*What is needed*.
Convert every line of the data below into a Markdown table with two columns, Row and Line, where Row holds a running number and Line holds the line itself. Leave out blank lines.
....
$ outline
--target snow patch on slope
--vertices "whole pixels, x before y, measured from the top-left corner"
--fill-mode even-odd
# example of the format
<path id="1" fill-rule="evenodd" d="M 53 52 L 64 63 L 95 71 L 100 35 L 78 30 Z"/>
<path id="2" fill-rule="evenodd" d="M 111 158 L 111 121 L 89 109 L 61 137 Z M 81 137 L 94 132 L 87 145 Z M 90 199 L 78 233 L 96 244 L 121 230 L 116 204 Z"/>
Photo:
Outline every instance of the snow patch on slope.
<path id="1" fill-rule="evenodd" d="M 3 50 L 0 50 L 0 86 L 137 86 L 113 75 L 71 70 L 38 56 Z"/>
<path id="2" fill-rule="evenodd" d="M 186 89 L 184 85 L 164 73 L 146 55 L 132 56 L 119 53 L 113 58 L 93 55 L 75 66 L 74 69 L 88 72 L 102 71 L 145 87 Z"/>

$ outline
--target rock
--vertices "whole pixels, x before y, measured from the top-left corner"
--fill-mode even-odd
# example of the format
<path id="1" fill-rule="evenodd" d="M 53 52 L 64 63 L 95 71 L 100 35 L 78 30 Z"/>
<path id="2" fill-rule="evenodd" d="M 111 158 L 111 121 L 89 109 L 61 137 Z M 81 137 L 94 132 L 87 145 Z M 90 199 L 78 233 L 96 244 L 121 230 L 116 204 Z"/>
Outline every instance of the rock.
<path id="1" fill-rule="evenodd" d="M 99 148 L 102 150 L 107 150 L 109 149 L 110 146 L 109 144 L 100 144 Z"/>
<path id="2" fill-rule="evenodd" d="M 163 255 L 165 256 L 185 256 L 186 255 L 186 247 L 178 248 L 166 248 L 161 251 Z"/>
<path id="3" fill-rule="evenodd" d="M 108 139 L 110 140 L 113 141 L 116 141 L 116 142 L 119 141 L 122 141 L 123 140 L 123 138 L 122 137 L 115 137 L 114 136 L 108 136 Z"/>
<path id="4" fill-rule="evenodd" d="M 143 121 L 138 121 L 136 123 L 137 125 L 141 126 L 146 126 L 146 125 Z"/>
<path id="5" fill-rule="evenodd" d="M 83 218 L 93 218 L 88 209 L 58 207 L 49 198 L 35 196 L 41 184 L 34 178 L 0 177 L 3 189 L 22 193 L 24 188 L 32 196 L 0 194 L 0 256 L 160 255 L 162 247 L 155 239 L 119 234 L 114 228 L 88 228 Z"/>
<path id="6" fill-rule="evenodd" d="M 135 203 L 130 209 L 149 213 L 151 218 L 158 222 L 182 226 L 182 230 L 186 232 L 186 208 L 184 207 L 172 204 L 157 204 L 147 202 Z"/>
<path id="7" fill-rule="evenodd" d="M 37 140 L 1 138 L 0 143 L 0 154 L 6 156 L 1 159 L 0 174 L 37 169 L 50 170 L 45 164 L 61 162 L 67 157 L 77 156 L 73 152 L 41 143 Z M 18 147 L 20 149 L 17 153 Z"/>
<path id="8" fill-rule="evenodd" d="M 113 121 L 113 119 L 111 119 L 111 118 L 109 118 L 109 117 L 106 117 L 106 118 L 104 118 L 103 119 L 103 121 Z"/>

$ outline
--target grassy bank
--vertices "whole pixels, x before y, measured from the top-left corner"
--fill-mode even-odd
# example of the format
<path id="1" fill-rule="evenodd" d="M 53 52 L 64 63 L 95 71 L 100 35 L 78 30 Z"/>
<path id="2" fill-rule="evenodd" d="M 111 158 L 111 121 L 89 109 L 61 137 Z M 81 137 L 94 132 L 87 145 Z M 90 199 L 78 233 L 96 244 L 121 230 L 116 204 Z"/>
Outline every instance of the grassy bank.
....
*Complete answer*.
| Row | Line |
|---|---|
| 1 | $ outline |
| 2 | --target snow patch on slope |
| 3 | --vertices "whole pixels, x before y, measured from the top-left corner" |
| 4 | --fill-mode even-odd |
| 5 | # example of the format |
| 6 | <path id="1" fill-rule="evenodd" d="M 53 52 L 64 63 L 95 71 L 100 35 L 78 30 Z"/> |
| 7 | <path id="2" fill-rule="evenodd" d="M 111 158 L 111 121 L 89 109 L 61 137 Z M 81 137 L 94 132 L 87 145 Z M 90 199 L 78 233 L 96 244 L 121 230 L 116 204 Z"/> |
| 8 | Photo: |
| 9 | Outline every instance of the snow patch on slope. |
| 10 | <path id="1" fill-rule="evenodd" d="M 3 50 L 0 50 L 0 86 L 137 86 L 113 75 L 71 70 L 38 56 Z"/> |
| 11 | <path id="2" fill-rule="evenodd" d="M 186 89 L 184 85 L 164 73 L 146 55 L 132 56 L 119 53 L 113 58 L 93 55 L 75 66 L 74 69 L 88 72 L 102 71 L 145 87 Z"/> |
| 12 | $ outline |
| 13 | --target rock |
| 14 | --vertices "whole pixels, x before y, measured from the top-left corner" |
| 15 | --fill-mode even-odd |
| 16 | # example of the format |
| 17 | <path id="1" fill-rule="evenodd" d="M 53 52 L 64 63 L 95 71 L 100 35 L 78 30 Z"/> |
| 18 | <path id="2" fill-rule="evenodd" d="M 111 158 L 111 121 L 89 109 L 61 137 Z M 81 137 L 94 132 L 87 145 Z M 90 199 L 78 233 L 96 244 L 121 230 L 116 204 Z"/> |
| 19 | Outline every instance of the rock. |
| 20 | <path id="1" fill-rule="evenodd" d="M 99 148 L 102 150 L 107 150 L 109 149 L 110 146 L 109 144 L 100 144 Z"/> |
| 21 | <path id="2" fill-rule="evenodd" d="M 163 255 L 165 256 L 185 256 L 186 255 L 186 247 L 178 248 L 166 248 L 161 251 Z"/> |
| 22 | <path id="3" fill-rule="evenodd" d="M 108 139 L 110 140 L 113 141 L 116 141 L 116 142 L 119 141 L 122 141 L 123 140 L 123 138 L 122 137 L 115 137 L 114 136 L 108 136 Z"/> |
| 23 | <path id="4" fill-rule="evenodd" d="M 143 121 L 138 121 L 136 123 L 137 125 L 141 126 L 146 126 L 146 125 Z"/> |
| 24 | <path id="5" fill-rule="evenodd" d="M 83 218 L 93 218 L 88 209 L 58 207 L 49 198 L 35 196 L 41 184 L 34 178 L 0 177 L 3 189 L 22 193 L 24 188 L 32 196 L 0 194 L 0 256 L 160 255 L 162 247 L 155 239 L 119 234 L 114 228 L 88 228 Z"/> |
| 25 | <path id="6" fill-rule="evenodd" d="M 135 203 L 130 209 L 149 213 L 151 218 L 158 222 L 182 226 L 182 230 L 186 232 L 186 208 L 184 207 L 172 204 L 157 204 L 147 202 Z"/> |
| 26 | <path id="7" fill-rule="evenodd" d="M 37 140 L 1 138 L 0 143 L 0 154 L 6 156 L 1 159 L 0 174 L 37 169 L 50 170 L 45 164 L 61 162 L 67 157 L 77 156 L 73 152 L 41 143 Z M 18 147 L 20 149 L 17 153 Z"/> |
| 27 | <path id="8" fill-rule="evenodd" d="M 113 121 L 113 119 L 111 119 L 111 118 L 109 118 L 109 117 L 106 117 L 106 118 L 104 118 L 103 119 L 103 121 Z"/> |
| 28 | $ outline |
| 29 | --target grassy bank |
| 30 | --vertices "whole pixels, x before y, measured from the top-left corner" |
| 31 | --fill-mode even-odd |
| 32 | # example of the format |
| 33 | <path id="1" fill-rule="evenodd" d="M 53 52 L 64 63 L 95 71 L 100 35 L 78 30 Z"/> |
| 34 | <path id="2" fill-rule="evenodd" d="M 111 158 L 111 121 L 89 109 L 61 137 Z M 81 137 L 94 132 L 87 145 Z M 90 199 L 78 233 L 96 244 L 121 230 L 116 204 Z"/> |
| 35 | Outline every instance of the grassy bank. |